* [Your objective] Arrange every line of the items below as a numbered list, omitting any blank lines.
## begin Provided records
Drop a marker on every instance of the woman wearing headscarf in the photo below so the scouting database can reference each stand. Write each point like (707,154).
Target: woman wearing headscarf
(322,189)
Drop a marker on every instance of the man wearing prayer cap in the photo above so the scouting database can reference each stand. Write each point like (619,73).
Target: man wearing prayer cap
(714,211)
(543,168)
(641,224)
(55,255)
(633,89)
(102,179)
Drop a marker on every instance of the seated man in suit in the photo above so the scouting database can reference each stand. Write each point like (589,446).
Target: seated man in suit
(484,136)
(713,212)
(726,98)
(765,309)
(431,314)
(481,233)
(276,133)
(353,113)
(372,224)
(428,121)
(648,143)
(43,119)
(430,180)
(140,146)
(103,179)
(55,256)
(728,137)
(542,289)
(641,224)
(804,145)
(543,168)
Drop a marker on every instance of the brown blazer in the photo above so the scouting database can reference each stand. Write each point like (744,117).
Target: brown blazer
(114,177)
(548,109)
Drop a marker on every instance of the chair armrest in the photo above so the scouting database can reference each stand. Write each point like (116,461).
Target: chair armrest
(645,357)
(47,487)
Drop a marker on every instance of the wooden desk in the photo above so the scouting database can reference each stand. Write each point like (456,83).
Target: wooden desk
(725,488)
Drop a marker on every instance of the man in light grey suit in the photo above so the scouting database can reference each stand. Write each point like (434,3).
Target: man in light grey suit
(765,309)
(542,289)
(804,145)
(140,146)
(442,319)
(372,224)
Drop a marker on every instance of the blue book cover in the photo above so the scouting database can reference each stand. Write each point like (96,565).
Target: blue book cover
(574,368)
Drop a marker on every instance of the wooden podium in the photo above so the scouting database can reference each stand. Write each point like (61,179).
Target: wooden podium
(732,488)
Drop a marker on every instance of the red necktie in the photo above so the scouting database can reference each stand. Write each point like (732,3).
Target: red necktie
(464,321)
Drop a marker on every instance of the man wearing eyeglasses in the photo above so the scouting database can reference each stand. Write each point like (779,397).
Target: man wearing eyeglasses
## end Provided records
* [Answer]
1. Drop a marker on every instance of the woman wearing headscarf in the photo below so the scouting database can reference each stand. Write each point like (707,154).
2. Target: woman wearing headscarf
3. (322,189)
4. Drop a marker on every instance of the man wearing prayer cap in the photo above so the scouting database can reference each stand. Write each point like (619,73).
5. Target: man wearing prayer cap
6. (714,211)
7. (543,168)
8. (641,224)
9. (55,255)
10. (633,89)
11. (102,179)
12. Drop a marker on every instance of the seated man in suit in the photo above so the scouting database can reference each stand. Write each point like (589,446).
13. Target: seated man in suit
14. (484,136)
15. (713,212)
16. (726,98)
17. (765,309)
18. (431,314)
19. (481,233)
20. (276,133)
21. (353,113)
22. (372,224)
23. (428,121)
24. (648,143)
25. (43,119)
26. (430,180)
27. (140,146)
28. (103,179)
29. (55,256)
30. (728,137)
31. (542,289)
32. (641,224)
33. (804,145)
34. (543,168)
35. Drop a marker on every instance of the brown blazer in the photo above so the scouting database can reference each stand. Write each point like (744,117).
36. Target: brown blazer
37. (114,177)
38. (548,109)
39. Drop a marker on every instance of the chair armrest in the photo above so the scouting database can reference each stand. Write each point like (116,461).
40. Target: chair armrest
41. (645,357)
42. (47,487)
43. Drop a marker on every instance of the wooden desk in the photo above so the scouting database can reference each stand. Write each point like (456,83).
44. Target: wooden desk
45. (725,488)
46. Drop a marker on every instance of the man in light grey suit in the photo above so the scouting database can reference each stand. Write each point like (434,3).
47. Target: man in light grey suit
48. (765,309)
49. (542,289)
50. (804,145)
51. (140,146)
52. (442,319)
53. (372,224)
54. Drop a marker on every instance of the blue book cover in the photo above so the scouting database can reference each stand. Write each point like (96,565).
55. Target: blue book cover
56. (574,368)
57. Drop a marker on every instance of the wooden podium in the photo above so the scouting database can reference each stand. Write each point like (61,179).
58. Target: wooden podium
59. (732,488)
60. Drop a marker on every instance of the red necktie in the photo above so the scouting database can reference each stand. Write each point like (732,3).
61. Target: red necktie
62. (464,321)
63. Drop a marker on every instance of the man wearing eyeglasses in the photo above so the scouting database can reference each stand. Write each point like (779,397).
64. Target: man wearing eyeglasses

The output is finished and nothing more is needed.